- 书面任务
请更新记录中从包含“Point to the airfield”的那一行起直到记录末尾的各行（首尾两行均包括在内）：把其中的“aircraft wing”替换为“airplane wing”，其余内容一律不变，然后只给出这些行。

- 所供材料
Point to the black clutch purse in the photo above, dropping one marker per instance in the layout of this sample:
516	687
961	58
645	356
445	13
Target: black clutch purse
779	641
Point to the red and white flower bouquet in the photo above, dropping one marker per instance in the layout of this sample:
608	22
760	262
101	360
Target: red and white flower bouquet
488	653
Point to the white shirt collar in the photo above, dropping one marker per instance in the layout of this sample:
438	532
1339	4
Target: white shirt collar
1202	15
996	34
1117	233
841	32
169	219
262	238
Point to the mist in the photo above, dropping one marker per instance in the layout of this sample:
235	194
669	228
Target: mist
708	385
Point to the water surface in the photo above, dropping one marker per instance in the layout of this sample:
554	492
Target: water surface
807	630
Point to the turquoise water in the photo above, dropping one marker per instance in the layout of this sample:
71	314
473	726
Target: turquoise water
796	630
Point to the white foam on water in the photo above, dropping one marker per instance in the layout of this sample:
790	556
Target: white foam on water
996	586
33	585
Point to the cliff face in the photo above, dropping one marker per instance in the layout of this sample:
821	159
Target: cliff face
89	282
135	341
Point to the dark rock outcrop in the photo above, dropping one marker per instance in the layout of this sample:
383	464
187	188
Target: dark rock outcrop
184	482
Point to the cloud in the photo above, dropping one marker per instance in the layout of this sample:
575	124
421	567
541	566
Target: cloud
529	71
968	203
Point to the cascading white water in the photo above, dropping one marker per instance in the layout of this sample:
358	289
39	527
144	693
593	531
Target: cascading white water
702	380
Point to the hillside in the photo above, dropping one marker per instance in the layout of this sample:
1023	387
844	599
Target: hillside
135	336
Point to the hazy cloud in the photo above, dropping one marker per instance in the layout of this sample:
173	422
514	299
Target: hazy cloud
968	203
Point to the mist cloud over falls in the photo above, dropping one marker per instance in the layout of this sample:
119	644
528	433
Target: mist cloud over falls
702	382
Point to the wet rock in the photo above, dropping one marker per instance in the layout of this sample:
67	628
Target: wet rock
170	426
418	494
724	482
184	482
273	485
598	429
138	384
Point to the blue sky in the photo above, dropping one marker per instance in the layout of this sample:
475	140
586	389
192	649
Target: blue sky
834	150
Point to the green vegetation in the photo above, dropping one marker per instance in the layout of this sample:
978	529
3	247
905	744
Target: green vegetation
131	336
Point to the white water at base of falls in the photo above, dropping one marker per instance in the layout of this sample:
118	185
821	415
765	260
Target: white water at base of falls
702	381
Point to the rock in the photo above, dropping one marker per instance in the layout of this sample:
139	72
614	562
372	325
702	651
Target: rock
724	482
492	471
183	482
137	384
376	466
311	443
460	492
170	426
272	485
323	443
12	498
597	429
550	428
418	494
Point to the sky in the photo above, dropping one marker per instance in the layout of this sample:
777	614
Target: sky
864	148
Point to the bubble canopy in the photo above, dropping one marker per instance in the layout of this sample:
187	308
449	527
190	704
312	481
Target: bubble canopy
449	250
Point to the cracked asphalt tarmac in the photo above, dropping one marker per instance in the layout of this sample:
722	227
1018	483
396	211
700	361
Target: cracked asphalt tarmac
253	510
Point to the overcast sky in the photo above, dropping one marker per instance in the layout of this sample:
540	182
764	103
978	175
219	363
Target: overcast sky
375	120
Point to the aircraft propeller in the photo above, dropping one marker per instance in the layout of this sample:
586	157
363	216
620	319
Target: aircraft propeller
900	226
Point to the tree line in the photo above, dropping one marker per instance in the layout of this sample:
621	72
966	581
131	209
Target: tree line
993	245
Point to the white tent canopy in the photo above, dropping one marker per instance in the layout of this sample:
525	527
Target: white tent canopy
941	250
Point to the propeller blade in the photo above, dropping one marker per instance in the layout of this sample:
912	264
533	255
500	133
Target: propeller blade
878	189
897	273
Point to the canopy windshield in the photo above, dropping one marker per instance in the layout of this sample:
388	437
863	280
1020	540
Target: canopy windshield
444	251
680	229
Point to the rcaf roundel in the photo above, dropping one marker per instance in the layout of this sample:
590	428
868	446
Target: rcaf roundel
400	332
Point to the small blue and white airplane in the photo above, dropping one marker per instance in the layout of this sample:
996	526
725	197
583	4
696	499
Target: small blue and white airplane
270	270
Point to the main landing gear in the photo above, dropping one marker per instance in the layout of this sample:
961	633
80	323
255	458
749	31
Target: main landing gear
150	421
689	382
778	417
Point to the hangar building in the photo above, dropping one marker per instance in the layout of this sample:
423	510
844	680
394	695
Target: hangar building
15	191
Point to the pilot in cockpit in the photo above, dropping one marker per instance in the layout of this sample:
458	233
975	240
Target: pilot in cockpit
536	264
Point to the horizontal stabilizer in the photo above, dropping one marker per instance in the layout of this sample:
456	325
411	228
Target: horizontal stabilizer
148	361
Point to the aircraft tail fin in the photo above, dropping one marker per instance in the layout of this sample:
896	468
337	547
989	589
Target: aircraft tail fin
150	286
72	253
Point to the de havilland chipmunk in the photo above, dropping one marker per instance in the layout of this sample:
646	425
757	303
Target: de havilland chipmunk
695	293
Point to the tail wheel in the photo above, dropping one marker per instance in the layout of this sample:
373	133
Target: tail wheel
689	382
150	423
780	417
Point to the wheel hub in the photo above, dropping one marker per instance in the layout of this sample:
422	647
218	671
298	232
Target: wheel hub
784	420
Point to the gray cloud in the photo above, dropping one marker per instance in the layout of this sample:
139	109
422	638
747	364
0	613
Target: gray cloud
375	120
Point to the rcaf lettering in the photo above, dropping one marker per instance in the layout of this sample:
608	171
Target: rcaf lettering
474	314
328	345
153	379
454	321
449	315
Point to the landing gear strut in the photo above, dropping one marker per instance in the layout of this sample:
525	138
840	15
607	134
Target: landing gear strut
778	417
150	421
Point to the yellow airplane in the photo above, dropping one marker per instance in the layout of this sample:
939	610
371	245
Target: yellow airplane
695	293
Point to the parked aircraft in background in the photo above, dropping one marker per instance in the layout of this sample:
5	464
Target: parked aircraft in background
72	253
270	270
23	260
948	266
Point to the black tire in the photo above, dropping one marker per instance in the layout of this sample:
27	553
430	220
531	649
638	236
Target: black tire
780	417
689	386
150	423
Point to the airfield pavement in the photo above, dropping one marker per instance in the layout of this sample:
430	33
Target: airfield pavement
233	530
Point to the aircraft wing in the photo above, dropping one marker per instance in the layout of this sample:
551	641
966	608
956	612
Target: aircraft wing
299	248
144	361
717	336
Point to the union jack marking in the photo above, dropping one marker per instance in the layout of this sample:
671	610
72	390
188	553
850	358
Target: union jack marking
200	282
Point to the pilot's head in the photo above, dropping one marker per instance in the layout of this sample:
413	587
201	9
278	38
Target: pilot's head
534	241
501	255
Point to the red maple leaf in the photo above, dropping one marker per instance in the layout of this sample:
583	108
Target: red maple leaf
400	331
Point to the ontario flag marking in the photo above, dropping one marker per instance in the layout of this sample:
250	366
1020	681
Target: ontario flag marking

- 答复
Point to the airfield pavement in the photo above, dropping one marker per instance in the layout of this sample:
430	33
Target: airfield pavement
233	530
Point to the airplane wing in the photo above, dropping one marker per instance in the layout of this sample:
551	641
966	608
956	612
Target: airplane wing
299	248
144	361
717	336
Point to the union jack marking in the photo above, dropping one marker per instance in the layout of this sample:
671	610
72	390
188	553
850	358
Target: union jack marking
200	282
Point to the pilot's head in the photo above, dropping one marker per instance in the layout of this sample:
413	587
201	9
278	38
Target: pilot's head
534	241
501	255
Point to the red maple leaf in the photo above, dropping one marker per instance in the layout of this sample:
583	108
Target: red maple leaf
400	331
Point to the ontario flag marking in the photo above, dropping one marker per instance in the layout of this sample:
250	366
1020	681
Target: ontario flag marking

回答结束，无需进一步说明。